• REQUIRED TASK: In the records below, swap every "tire" for "wheel" and leave everything else unchanged.

• DATA PROVIDED:
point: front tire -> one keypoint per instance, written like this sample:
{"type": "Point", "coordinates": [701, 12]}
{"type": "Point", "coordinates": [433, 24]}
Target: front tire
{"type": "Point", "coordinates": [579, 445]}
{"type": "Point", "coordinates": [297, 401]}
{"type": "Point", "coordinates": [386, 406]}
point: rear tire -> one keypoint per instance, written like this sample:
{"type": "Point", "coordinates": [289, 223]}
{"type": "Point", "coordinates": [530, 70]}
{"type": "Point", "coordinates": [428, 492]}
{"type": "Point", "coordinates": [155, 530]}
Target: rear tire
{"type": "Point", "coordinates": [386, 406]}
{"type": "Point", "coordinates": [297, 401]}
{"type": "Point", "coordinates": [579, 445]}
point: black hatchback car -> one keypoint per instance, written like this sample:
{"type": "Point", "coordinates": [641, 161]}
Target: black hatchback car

• ANSWER:
point: front wheel -> one keypoint per instance, written like this sample:
{"type": "Point", "coordinates": [701, 12]}
{"type": "Point", "coordinates": [433, 24]}
Target: front wheel
{"type": "Point", "coordinates": [579, 445]}
{"type": "Point", "coordinates": [297, 401]}
{"type": "Point", "coordinates": [386, 406]}
point: rear wheel -> one keypoint per instance, written like this sample:
{"type": "Point", "coordinates": [289, 223]}
{"type": "Point", "coordinates": [530, 70]}
{"type": "Point", "coordinates": [428, 492]}
{"type": "Point", "coordinates": [155, 530]}
Target: rear wheel
{"type": "Point", "coordinates": [386, 406]}
{"type": "Point", "coordinates": [297, 401]}
{"type": "Point", "coordinates": [579, 445]}
point: black hatchback car -> one keypoint per instance, written like this sample:
{"type": "Point", "coordinates": [641, 161]}
Target: black hatchback car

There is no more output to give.